** What you have to do **
Count the lines in the material below that contain the string "dress". Reply with the number alone.

>> START

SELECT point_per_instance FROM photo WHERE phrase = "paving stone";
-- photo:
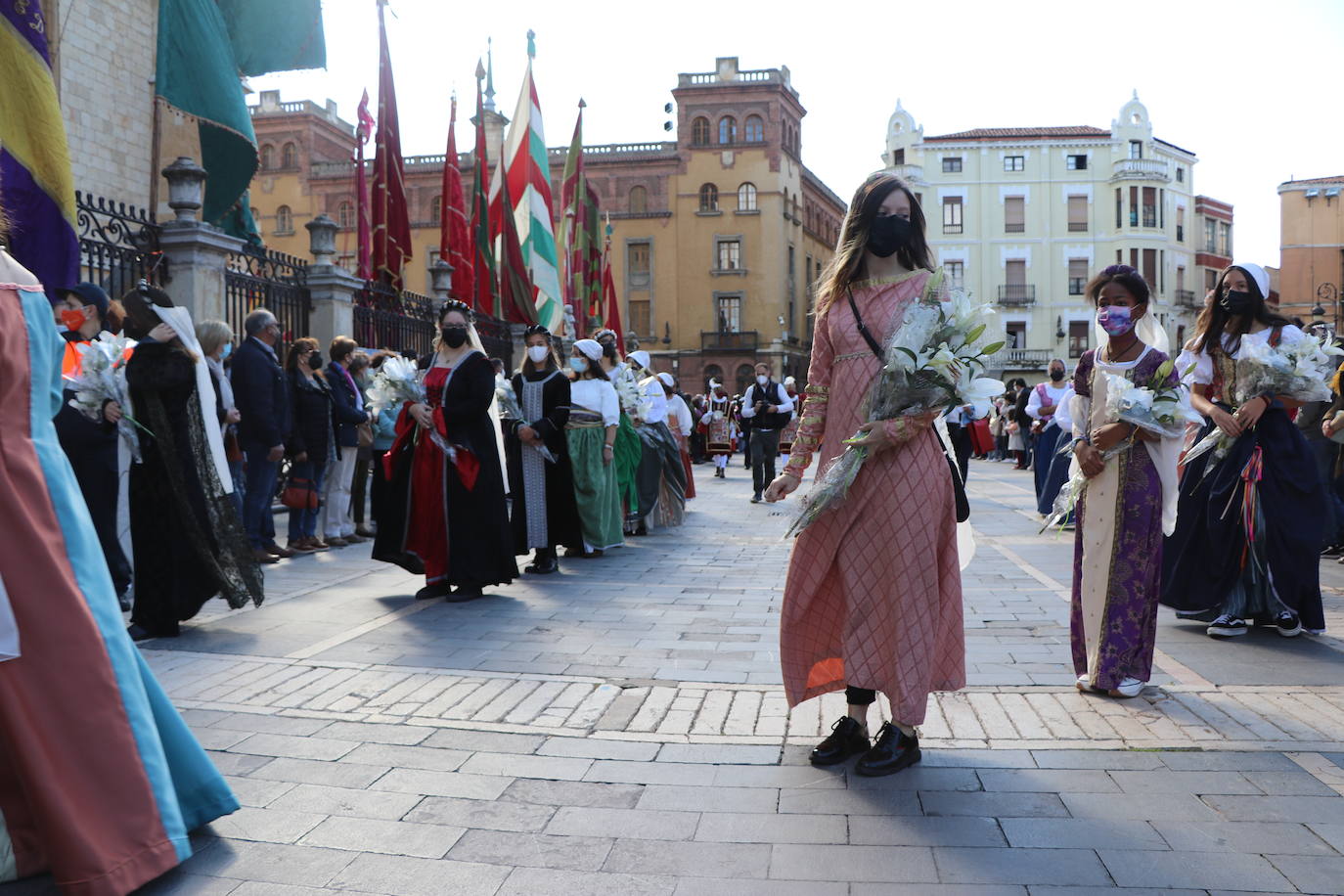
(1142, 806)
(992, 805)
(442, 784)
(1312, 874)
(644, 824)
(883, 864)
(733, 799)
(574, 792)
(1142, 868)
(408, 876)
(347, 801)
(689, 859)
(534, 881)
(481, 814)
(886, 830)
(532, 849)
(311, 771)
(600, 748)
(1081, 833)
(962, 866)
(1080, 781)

>> END
>> START

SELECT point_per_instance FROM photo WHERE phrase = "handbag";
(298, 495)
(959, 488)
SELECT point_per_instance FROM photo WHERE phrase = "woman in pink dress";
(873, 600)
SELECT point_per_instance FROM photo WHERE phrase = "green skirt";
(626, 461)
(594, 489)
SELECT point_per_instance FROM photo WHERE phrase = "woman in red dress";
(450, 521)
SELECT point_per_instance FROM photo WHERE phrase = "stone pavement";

>> END

** Task output **
2